>> BEGIN Records to use
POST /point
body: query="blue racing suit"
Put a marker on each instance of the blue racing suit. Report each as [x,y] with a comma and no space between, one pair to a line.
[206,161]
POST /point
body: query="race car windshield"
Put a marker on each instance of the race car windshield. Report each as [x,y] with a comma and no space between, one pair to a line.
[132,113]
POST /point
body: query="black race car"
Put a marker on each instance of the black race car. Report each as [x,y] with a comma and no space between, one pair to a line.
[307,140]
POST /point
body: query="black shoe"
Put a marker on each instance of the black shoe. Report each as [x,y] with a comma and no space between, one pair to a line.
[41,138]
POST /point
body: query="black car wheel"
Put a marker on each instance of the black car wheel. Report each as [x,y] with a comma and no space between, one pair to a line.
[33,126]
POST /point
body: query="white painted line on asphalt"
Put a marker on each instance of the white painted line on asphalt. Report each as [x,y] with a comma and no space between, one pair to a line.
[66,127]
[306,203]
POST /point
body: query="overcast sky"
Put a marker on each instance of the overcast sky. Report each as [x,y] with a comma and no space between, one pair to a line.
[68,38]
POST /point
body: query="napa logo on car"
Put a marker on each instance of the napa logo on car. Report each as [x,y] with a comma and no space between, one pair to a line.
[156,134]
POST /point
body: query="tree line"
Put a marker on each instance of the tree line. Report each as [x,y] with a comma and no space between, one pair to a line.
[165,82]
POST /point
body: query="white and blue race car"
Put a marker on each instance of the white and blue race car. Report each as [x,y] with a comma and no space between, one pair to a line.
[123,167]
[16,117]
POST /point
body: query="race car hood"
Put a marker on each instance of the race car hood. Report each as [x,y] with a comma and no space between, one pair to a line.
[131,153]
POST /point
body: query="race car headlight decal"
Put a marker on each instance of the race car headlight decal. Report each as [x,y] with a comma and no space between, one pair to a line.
>> END Records to use
**What to work on**
Please output the entire listing exactly as it stands.

**Result of the task**
POST /point
body: query="blue racing suit"
Put a marker on each instance of the blue racing suit. Report each as [x,y] with a comma and no space between, one pair to a line.
[206,161]
POST /point
body: query="race car windshield"
Put a marker on each instance of the race car windshield. Report each as [x,y] with a comma and no space between, one pair to a line.
[132,113]
POST /point
body: query="black race car"
Put a marker on each instance of the black race car. Report each as [x,y] with a comma and no space between, one pair to a line.
[307,140]
POST /point
body: query="black shoe"
Put a marker on each instance of the black shoe. Report each as [x,y] with a comma and no space between, one pair to a line.
[41,138]
POST /point
body: query="black car wheel"
Put a marker on each instance of the black car wheel. Report each as [x,y] with a comma and no space between, one pair to a line.
[33,126]
POST /point
body: query="white painted line on asphalt"
Put a marker on each instance of the white painted line on asphalt. Report each as [x,y] with a comma and no space between, one pair to a line.
[66,127]
[306,203]
POST /point
body: query="overcast sky"
Put a marker on each instance of the overcast sky. Report each as [x,y] with a comma and no space between, one pair to a line.
[68,38]
POST /point
body: query="napa logo on car"
Put a marker on each instance of the napa logo on car. Report each as [x,y] with a comma and no space between, one pair to a line.
[156,134]
POST /point
body: query="tree line"
Put a marker on each instance of the tree line. Report each as [x,y] with a comma and no space between, one pair to a line.
[165,82]
POST /point
body: query="white and blue race car"
Put a marker on each instance of the white and blue race car. Report each as [x,y] with a comma and no space between, one pair to a line.
[123,167]
[16,117]
POST /point
body: query="race car hood"
Put a marker on each instance of the race car hood. Report each as [x,y] with a comma and no space between, one pair to a line.
[131,153]
POST /point
body: query="race car headlight decal"
Put a marker on each instance of the race car headlight decal. Report each as [x,y] with a comma and no space between, one pair to a line.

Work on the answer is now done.